▸ **Exercise requirements**: Set down exactly the lines from the one containing "853L979 885L699 863L637" through the last line of the records below, both included, and nothing else.

Saved data entries
..............................

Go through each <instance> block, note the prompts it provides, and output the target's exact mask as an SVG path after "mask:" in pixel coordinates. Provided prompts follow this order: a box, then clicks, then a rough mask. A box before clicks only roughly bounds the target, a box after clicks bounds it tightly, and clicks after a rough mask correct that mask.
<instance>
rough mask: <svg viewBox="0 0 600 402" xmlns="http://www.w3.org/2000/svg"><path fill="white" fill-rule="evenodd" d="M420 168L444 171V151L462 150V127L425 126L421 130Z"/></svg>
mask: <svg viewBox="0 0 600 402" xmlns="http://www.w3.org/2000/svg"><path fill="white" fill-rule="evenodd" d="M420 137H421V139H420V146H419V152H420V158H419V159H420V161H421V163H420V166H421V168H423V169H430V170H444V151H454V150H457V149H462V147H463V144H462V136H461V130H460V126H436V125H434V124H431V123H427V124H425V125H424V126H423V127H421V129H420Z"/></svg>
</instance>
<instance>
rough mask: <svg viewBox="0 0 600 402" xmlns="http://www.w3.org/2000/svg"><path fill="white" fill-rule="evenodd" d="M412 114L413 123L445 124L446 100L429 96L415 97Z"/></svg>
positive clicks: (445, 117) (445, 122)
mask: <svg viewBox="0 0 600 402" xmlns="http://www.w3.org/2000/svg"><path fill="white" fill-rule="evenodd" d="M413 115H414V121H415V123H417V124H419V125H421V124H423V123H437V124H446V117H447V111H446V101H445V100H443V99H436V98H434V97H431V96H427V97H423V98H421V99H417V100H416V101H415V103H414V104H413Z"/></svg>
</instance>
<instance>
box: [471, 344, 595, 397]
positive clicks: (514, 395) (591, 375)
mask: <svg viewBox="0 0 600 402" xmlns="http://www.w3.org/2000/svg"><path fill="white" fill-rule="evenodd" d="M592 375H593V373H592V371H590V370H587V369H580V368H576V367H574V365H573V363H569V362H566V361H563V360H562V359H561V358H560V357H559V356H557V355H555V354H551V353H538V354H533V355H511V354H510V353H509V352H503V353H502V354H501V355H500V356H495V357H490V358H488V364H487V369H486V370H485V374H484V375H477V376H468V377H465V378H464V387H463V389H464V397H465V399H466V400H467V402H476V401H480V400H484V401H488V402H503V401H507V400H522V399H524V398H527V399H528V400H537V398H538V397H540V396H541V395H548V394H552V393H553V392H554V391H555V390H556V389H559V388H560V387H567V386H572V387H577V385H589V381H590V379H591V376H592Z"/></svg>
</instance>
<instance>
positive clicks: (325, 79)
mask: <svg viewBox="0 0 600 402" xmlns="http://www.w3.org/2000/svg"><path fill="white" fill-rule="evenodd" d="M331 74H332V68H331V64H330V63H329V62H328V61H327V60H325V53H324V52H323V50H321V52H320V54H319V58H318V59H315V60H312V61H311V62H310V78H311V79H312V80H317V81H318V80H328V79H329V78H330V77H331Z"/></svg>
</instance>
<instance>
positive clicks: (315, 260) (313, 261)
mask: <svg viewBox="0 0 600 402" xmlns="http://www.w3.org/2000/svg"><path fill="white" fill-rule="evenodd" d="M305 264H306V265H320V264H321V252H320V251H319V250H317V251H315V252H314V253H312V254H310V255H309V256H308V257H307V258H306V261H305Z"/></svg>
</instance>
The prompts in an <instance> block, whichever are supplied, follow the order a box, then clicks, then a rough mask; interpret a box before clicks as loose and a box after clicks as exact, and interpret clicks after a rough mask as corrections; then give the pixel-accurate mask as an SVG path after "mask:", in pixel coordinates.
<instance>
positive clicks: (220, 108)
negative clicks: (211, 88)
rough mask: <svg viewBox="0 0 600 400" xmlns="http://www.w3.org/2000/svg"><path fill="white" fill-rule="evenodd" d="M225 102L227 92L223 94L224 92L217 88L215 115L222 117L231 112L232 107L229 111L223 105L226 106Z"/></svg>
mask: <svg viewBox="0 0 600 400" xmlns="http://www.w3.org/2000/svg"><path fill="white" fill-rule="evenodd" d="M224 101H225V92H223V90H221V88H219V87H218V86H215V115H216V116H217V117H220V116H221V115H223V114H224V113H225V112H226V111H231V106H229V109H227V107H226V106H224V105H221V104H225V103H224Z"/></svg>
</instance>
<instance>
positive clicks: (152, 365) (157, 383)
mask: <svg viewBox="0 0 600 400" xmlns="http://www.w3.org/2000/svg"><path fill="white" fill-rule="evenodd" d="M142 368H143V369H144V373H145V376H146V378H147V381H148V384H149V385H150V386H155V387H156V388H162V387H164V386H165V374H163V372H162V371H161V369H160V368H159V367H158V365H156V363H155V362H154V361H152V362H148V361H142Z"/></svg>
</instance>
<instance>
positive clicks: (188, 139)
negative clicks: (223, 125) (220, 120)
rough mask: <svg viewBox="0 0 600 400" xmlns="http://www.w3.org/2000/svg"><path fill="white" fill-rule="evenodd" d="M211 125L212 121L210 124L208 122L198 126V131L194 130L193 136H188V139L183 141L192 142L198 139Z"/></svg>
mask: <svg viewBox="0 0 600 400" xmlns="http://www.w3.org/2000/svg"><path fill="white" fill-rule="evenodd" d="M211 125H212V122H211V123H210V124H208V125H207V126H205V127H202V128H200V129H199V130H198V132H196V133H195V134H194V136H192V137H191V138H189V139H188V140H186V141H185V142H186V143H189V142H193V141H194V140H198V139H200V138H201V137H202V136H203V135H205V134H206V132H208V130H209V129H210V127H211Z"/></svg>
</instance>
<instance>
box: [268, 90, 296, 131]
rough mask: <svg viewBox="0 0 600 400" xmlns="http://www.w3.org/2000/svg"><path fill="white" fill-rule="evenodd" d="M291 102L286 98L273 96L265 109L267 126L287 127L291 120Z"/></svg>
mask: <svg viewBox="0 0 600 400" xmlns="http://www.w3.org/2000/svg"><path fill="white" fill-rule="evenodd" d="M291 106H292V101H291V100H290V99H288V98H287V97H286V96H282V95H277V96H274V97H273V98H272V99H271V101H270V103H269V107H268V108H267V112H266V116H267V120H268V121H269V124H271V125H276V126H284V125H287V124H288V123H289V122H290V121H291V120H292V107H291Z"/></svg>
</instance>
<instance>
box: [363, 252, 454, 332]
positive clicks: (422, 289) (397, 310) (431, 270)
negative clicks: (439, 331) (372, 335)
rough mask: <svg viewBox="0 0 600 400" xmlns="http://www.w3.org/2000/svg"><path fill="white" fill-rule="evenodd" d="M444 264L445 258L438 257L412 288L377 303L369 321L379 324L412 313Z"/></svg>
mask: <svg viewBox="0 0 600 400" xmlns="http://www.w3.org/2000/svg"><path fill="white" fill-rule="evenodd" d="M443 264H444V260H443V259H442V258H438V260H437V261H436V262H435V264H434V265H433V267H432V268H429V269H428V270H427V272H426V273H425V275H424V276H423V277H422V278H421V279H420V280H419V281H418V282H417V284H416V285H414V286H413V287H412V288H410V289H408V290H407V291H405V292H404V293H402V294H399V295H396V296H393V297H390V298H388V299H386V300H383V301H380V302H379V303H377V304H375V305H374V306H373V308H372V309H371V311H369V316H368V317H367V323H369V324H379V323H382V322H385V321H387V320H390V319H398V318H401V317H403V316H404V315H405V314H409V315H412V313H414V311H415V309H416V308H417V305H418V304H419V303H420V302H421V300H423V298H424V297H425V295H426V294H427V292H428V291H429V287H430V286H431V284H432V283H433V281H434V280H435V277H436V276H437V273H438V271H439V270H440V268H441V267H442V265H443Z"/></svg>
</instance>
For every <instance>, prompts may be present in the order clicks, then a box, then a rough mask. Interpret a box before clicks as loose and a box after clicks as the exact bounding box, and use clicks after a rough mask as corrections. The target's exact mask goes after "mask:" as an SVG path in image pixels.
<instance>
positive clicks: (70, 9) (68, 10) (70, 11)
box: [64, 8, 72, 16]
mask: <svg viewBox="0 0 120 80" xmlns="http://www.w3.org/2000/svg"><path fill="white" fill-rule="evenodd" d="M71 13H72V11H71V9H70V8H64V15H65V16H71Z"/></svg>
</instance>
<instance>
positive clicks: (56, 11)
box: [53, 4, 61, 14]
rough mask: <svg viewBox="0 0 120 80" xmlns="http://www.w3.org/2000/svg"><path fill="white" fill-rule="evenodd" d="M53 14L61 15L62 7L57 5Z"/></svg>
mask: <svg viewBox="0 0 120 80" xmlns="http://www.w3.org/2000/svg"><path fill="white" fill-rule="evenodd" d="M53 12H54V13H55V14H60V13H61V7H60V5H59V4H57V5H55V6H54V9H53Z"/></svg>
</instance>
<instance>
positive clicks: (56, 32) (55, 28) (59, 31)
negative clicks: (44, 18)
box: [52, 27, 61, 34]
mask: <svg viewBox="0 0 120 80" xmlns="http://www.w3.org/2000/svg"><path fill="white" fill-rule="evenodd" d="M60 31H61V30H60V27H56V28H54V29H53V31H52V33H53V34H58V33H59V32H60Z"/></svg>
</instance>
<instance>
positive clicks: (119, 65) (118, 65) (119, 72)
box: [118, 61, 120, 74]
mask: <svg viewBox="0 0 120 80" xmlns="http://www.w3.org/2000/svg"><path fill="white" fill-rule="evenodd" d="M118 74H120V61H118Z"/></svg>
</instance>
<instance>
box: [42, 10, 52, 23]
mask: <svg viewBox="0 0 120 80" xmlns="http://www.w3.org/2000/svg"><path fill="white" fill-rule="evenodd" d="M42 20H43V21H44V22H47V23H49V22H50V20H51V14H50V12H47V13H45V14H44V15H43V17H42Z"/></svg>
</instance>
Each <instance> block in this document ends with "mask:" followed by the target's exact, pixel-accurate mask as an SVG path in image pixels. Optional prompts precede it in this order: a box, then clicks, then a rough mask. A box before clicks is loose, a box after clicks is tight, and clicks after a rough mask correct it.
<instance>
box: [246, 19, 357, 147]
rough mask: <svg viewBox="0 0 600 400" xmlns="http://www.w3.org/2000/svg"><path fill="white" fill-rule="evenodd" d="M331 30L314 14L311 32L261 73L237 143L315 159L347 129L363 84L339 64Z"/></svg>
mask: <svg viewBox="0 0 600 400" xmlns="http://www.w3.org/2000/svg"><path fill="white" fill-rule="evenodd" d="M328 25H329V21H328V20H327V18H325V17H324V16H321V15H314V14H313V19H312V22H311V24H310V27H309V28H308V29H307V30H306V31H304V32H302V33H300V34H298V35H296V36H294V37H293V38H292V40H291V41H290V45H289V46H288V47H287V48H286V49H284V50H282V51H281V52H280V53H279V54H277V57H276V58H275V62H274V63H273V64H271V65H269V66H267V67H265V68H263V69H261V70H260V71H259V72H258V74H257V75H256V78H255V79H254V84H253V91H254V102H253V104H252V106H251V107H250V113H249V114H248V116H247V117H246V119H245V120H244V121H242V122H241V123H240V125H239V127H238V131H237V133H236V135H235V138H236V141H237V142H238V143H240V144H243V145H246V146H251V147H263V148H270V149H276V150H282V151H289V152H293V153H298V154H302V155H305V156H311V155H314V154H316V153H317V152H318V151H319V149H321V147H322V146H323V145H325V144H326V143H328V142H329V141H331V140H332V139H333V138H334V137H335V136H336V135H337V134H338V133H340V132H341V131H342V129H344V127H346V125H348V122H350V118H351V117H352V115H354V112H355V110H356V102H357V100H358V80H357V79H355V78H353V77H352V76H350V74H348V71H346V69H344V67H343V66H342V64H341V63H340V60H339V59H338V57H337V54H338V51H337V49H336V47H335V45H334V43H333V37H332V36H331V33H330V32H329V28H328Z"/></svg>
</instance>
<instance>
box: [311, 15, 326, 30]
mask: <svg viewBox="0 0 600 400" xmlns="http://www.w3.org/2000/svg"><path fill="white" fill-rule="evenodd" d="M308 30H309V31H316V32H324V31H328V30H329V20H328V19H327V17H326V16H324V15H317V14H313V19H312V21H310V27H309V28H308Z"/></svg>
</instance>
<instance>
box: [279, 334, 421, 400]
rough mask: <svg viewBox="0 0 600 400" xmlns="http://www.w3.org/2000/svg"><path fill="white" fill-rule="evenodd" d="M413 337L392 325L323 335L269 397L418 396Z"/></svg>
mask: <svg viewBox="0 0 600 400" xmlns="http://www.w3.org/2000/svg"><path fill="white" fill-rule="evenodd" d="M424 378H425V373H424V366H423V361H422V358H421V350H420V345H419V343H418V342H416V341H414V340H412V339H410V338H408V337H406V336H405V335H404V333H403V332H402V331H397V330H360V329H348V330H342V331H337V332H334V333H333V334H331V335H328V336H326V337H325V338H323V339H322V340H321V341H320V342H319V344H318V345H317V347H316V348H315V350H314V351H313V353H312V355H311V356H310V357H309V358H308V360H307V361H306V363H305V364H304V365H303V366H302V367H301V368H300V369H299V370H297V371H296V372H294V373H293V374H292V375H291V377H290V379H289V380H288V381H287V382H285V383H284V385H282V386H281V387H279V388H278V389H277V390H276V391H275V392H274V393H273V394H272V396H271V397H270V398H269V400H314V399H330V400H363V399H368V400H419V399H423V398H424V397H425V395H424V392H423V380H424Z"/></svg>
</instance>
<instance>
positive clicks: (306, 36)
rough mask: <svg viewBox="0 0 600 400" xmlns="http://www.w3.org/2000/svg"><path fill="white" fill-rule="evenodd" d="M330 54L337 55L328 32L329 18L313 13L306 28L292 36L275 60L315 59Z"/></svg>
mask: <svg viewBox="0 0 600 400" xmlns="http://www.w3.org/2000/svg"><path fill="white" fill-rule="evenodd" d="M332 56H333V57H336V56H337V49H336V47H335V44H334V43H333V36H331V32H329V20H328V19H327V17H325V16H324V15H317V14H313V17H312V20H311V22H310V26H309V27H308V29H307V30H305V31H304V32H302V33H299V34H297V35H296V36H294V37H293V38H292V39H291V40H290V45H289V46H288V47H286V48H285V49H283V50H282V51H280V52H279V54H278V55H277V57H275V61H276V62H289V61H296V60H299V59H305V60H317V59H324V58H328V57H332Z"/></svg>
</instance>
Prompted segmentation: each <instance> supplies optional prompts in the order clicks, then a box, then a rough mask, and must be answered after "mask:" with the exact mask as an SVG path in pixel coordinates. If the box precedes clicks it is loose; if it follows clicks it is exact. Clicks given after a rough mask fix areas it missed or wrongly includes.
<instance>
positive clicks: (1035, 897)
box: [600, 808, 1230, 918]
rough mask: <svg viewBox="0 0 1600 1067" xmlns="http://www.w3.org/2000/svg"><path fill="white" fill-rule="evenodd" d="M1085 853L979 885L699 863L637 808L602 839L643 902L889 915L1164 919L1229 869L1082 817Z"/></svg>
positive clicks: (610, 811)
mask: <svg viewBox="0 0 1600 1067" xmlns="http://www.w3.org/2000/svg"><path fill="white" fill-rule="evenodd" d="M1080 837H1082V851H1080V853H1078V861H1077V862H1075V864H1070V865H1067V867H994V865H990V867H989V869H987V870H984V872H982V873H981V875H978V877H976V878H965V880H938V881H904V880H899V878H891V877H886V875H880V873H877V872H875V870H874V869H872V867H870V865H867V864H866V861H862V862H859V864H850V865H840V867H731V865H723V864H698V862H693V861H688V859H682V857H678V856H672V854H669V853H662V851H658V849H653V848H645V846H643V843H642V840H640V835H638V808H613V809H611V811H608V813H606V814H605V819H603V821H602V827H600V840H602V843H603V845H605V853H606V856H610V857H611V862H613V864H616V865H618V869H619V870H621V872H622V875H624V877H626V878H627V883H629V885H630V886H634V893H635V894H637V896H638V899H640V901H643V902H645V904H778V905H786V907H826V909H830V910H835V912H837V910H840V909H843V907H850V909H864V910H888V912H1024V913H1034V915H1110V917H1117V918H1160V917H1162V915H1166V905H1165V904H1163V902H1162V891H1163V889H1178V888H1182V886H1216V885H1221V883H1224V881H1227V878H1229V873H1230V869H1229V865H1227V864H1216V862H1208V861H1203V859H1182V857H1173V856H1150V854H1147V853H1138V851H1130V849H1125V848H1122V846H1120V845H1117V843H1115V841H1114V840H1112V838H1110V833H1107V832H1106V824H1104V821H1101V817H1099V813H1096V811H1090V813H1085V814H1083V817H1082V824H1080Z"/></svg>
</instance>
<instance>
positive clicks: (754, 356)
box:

..............................

▸ **Solution**:
rough mask: <svg viewBox="0 0 1600 1067" xmlns="http://www.w3.org/2000/svg"><path fill="white" fill-rule="evenodd" d="M1085 853L979 885L699 863L637 808L602 839L643 902L889 915L1164 919L1229 869L1082 817Z"/></svg>
positive clicks: (610, 811)
mask: <svg viewBox="0 0 1600 1067" xmlns="http://www.w3.org/2000/svg"><path fill="white" fill-rule="evenodd" d="M1080 837H1082V851H1080V853H1078V861H1077V862H1075V864H1070V865H1067V867H994V865H990V867H989V869H987V870H984V872H982V873H981V875H978V877H976V878H965V880H938V881H904V880H899V878H891V877H886V875H880V873H877V872H875V870H874V869H872V867H870V865H867V864H866V861H862V862H859V864H850V865H840V867H731V865H723V864H698V862H693V861H688V859H682V857H678V856H672V854H669V853H662V851H658V849H653V848H645V846H643V843H642V840H640V835H638V808H613V809H611V811H608V813H606V814H605V819H603V821H602V827H600V840H602V843H603V845H605V853H606V856H610V857H611V862H613V864H616V865H618V869H619V870H621V872H622V875H624V877H626V878H627V883H629V885H630V886H634V893H635V894H637V896H638V899H640V901H643V902H645V904H778V905H786V907H826V909H830V910H835V912H837V910H840V909H843V907H850V909H864V910H888V912H1024V913H1034V915H1110V917H1117V918H1160V917H1162V915H1166V905H1165V904H1163V902H1162V891H1163V889H1178V888H1182V886H1216V885H1221V883H1224V881H1227V878H1229V873H1230V869H1229V865H1227V864H1216V862H1208V861H1203V859H1182V857H1173V856H1150V854H1147V853H1138V851H1130V849H1125V848H1122V846H1120V845H1117V843H1115V841H1114V840H1112V838H1110V833H1107V832H1106V824H1104V821H1101V817H1099V813H1096V811H1090V813H1085V814H1083V817H1082V824H1080Z"/></svg>
</instance>
<instance>
positive clicks: (754, 356)
box:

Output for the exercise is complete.